__Directive__. In the response letter below, how does the Fund's investment subadviser define large capitalization?

March 31, 2010
Larry Greene
Office of Disclosure and Review
Division of Investment Management
Securities and Exchange Commission
450 Fifth Street, N.W.
Washington, D.C. 20549
Re: Prudential Jennison 20/20 Focus Fund, Inc. (the “Fund”)
(File No. 811-08587)
Post-Effective Amendment to Registration Statement
Dear Mr. Greene:
I am writing in response to comments which you provided to me on behalf of the Commission staff by telephone on March 30, 2010 regarding the Fund’s submission of a Post-Effective Amendment to its Registration Statement on Form N-1A pursuant to Rule 485(a) under the Securities Act of 1933. As noted previously, the purpose for the submission of the Post-Effective Amendment under Rule 485(a) was to conform the Fund’s Registration Statement to the requirements of the summary prospectus rules promulgated by the Commission.
As also discussed, to the extent that any of the comments provided by the Commission staff are globally and/or universally applicable to the other funds in the fund complex, we will apply all such comments to the other funds in our fund complex to which the comments would be applicable.
For your convenience, a summary of the staff’s comments is included herein and the Fund’s responses are keyed accordingly, as follows:
Comment: In the prospectus, in the section entitled “Summary Section--Fund Fees and Expenses,” if necessary add line item related to Acquired Fund fees.
Response: Although the Fund may invest in other funds, currently the amount of such investments by the Fund does not require a separate line item under Form N-1(a).
Comment: In the footnote prospectus, in the section entitled “Summary Section--Example,” please (a) add disclosure required by Instruction 3(e ) to Item 3, (b) delete the statement “and may be renewed, modified or terminated thereafter.”, and (c) please disclose if there are any clawback/recoupment relating to the waiver.
Response: (a) The disclosure confirms to Item 3. (b) The disclosure has been revised as requested. (c) The waiver is not subject to any clawback or recoupment.
Comment: If the Fund invests in below investment grade convertible securities, please add the appropriate disclosures.
Response: Currently, the Fund does not significantly invest in convertible securities rated below investment grade. Thus, no additional disclosure is required.
Comment: Please confirm that large capitalization risk is a principal risk of the Fund since the disclosure states that the Fund invests mostly in companies that exceed $1 billion in market capitalization.
Response: Large capitalization is a principal risk of the Fund. The Fund’s investment subadviser defines large capitalization as companies that exceed $1 billion in market capitalization based on current market conditions.
Comment: In the prospectus, in the section entitled “Other Investments and Strategies—U.S. Government Securities,” please disclose where appropriate that Fannie Mae and Freddie Mac are in conservatorship.

__Data shown__.
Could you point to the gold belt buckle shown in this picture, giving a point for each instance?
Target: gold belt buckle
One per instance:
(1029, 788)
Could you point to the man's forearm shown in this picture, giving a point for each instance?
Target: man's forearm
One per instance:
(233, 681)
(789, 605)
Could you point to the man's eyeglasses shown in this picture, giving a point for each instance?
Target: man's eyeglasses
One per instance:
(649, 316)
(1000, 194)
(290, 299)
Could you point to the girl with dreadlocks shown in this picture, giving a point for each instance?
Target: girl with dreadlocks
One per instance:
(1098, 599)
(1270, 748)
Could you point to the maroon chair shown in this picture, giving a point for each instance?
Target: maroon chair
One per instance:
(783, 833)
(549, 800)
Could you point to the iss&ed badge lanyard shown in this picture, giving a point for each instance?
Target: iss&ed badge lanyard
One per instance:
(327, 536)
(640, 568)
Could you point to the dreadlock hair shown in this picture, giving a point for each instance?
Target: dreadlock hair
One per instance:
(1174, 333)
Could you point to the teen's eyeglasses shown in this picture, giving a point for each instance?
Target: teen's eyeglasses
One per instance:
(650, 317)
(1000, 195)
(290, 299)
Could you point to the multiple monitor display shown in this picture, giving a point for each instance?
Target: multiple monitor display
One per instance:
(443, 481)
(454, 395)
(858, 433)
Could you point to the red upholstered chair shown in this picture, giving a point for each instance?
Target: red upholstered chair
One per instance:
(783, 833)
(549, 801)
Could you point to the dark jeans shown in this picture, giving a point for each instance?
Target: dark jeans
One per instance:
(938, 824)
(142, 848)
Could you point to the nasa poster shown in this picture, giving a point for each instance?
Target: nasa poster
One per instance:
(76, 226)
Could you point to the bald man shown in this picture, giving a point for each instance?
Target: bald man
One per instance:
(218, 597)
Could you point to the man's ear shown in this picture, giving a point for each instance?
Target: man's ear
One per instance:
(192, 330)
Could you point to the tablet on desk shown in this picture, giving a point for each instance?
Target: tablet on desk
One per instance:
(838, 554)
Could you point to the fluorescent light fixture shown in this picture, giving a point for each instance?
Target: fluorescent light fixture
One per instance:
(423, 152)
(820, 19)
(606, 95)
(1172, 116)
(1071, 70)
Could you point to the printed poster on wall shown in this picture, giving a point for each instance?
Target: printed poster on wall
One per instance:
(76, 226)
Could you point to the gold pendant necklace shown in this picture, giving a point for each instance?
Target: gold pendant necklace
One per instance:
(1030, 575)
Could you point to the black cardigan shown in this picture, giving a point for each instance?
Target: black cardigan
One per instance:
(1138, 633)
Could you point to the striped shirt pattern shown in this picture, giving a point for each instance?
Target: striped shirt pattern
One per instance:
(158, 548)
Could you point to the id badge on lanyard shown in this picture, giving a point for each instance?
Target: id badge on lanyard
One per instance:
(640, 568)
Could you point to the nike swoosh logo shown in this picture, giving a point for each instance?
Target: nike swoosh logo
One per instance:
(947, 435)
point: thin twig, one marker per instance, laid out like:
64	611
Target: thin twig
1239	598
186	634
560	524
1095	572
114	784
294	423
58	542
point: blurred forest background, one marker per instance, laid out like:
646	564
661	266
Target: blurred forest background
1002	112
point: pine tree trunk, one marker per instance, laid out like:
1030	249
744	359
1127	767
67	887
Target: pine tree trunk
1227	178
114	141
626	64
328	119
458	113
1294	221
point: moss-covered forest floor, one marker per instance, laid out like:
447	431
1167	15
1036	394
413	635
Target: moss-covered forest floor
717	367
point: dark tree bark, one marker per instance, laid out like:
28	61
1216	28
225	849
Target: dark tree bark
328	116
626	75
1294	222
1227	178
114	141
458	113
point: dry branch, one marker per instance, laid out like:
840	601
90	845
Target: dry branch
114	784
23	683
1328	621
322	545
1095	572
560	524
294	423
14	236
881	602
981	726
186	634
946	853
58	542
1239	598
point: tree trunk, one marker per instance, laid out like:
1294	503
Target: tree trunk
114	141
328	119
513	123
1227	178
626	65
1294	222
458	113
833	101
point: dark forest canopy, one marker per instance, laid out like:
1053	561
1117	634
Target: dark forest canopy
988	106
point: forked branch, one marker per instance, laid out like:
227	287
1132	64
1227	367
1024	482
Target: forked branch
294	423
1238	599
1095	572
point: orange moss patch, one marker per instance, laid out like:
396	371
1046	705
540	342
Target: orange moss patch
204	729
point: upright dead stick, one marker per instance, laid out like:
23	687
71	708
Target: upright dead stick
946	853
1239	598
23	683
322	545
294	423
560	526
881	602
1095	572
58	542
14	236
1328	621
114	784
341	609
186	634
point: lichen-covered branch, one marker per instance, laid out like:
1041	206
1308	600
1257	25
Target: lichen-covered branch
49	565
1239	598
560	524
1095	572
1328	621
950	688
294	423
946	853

__Response__. As companies that exceed $1 billion in market capitalization based on current market conditions.